TEXT SHOWN
Much is being made of the HBO movie Game Change, a film about Sarah Palin, John McCain and the 2008 presidential campaign. It has been well received by everyone who didn’t vote for the McCain-Palin–or was it the Palin-McCain?–ticket.
That’s because it’s about recent, compellingly controversial history and features effective performances by Julianne Moore as Palin and Ed Harris as McCain. Best of show, however, is Woody Harrelson as key campaign strategist Steve Schmidt. Harrelson played a blood-and-guts person, one monumentally conflicted and increasingly uncomfortable with a Faustian reality. Moore and Harris played spot-on, makeup-and-mimicry caricatures.
Palin and McCain declined to be interviewed for the film, but McCain went on Fox News after the fact to comment. He didn’t say much, but it still spoke volumes.
“I admire and respect her,” he said of Palin. “I’m proud of our campaign and humbled by the fact that I was able to give her (the vice presidential nomination).”
This is beyond polite protocol. Obviously McCain still can’t level with the American people and admit to “Ambition First” as his ’08 campaign mantra. Were he to wax candid over that candidacy, he would have said:
“Let me be honest here, because that’s what a political maverick–heh, heh–should be. I was losing and the economy was starting to tank–and I had already noted publicly that economics ‘wasn’t exactly my strong suite.’ Yeah, I still wince at that winner. And, no, I still haven’t mastered the Teleprompter.
“Anyway, I knew damn well that if I wanted a shot to realize my, by now blind, ambition– after waiting out those ‘W’ years–I would need something dramatic. Way beyond a Charlie Crist endorsement. A real ‘game-changer,’ if you will. ‘Country First’? You kidding me? ‘McCain First.’ It was now or never–and never was an odds-on favorite.

DATA LISTING

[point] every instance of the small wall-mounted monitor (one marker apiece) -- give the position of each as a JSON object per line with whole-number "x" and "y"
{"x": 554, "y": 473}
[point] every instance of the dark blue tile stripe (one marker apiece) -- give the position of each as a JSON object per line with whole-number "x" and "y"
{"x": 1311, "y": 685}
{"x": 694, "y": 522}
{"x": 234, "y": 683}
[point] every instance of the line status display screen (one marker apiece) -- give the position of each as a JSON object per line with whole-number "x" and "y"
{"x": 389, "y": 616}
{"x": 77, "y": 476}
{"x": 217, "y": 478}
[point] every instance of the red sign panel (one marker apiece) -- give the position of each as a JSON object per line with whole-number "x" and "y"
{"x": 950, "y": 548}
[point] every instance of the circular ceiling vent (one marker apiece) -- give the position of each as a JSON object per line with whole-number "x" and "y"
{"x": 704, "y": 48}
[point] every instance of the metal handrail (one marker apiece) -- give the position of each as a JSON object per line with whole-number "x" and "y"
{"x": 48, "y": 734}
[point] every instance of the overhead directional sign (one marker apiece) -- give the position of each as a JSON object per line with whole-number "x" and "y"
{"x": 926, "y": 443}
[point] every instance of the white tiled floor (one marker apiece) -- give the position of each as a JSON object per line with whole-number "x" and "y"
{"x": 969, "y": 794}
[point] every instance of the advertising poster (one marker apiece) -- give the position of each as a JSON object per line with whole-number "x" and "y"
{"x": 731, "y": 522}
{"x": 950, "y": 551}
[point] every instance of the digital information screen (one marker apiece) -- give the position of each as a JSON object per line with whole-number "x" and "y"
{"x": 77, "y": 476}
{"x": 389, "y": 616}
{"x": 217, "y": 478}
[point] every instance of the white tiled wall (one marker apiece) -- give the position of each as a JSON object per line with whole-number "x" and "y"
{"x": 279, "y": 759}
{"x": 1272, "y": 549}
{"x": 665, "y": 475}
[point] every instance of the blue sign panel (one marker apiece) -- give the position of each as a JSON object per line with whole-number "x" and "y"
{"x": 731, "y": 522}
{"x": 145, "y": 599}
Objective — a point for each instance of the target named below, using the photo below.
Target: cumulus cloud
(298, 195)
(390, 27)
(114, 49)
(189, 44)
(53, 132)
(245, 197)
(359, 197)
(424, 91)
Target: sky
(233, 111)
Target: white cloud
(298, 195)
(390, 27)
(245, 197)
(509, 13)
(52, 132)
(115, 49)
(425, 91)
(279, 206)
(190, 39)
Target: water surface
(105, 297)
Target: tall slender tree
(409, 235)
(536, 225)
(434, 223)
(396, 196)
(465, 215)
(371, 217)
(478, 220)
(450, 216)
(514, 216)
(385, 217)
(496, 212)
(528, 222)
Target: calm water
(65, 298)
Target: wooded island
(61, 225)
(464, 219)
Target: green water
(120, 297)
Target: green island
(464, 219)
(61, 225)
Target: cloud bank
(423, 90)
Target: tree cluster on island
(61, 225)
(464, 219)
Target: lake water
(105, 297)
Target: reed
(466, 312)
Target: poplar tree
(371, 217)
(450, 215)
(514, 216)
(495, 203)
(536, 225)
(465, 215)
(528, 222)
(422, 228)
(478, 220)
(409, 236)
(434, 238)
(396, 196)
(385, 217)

TASK REQUIREMENTS
A – In the commentary on the HBO movie Game Change, who played campaign strategist Steve Schmidt?
B – Continue the commentary on the HBO movie Game Change, picking up after its last sentence.

RESULTS BY TASK
A – Woody Harrelson

B –
“So, I agreed to roll the dice and put an un-vetted, ill-informed, under-educated populist diva on the ticket. Maybe, we shamelessly hoped, we could attract a lot of women still smoldering at Hillary Clinton’s primary loss to Obama. At least the ones who wouldn’t be insulted by this pandering long shot. And maybe, just maybe, Palin could energize a Republican base that wanted more than Vietnam POW reminders from a ticket. Maybe a mom with a special needs child who was good on camera and could deliver bumper-sticker lines would work. Why not? I was going to lose anyway.”
As for Schmidt, who did consult on the project, he has described Game Change as “very accurate.” He said (on MSNBC’s “Morning Joe”) this week that the campaign went with Palin because “we were fueled by ambition to win” and “we wanted her to perform”–her blatant lack of qualifications notwithstanding. Even as a running mate for a 72-year-old with a history of cancer. Schmidt acknowledged that the prospect of a Palin presidency, indeed, “frightens” him.
“Politically, she was a net positive to the campaign,” said Schmidt. “I think a net negative in the sense that someone was nominated to the vice presidency who was manifestly unprepared to take the oath of office should it become necessary.”
Oh.
Here’s the bottom line. We’ve known about the “selling” of the presidency since Joe McGinniss’ seminal work on Richard Nixon’s 1968 campaign. Yes, we market and package the candidate commodity and stage manage the world of political theater.
But it’s beyond troubling to be reminded that the first criterion for a candidate on a ticket for the U.S. presidency was not, well, basic competence. Shouldn’t that be a given? And then you look for ticket balancing, charisma quotients and the rest. Joe Biden, to be sure, is qualified to be president.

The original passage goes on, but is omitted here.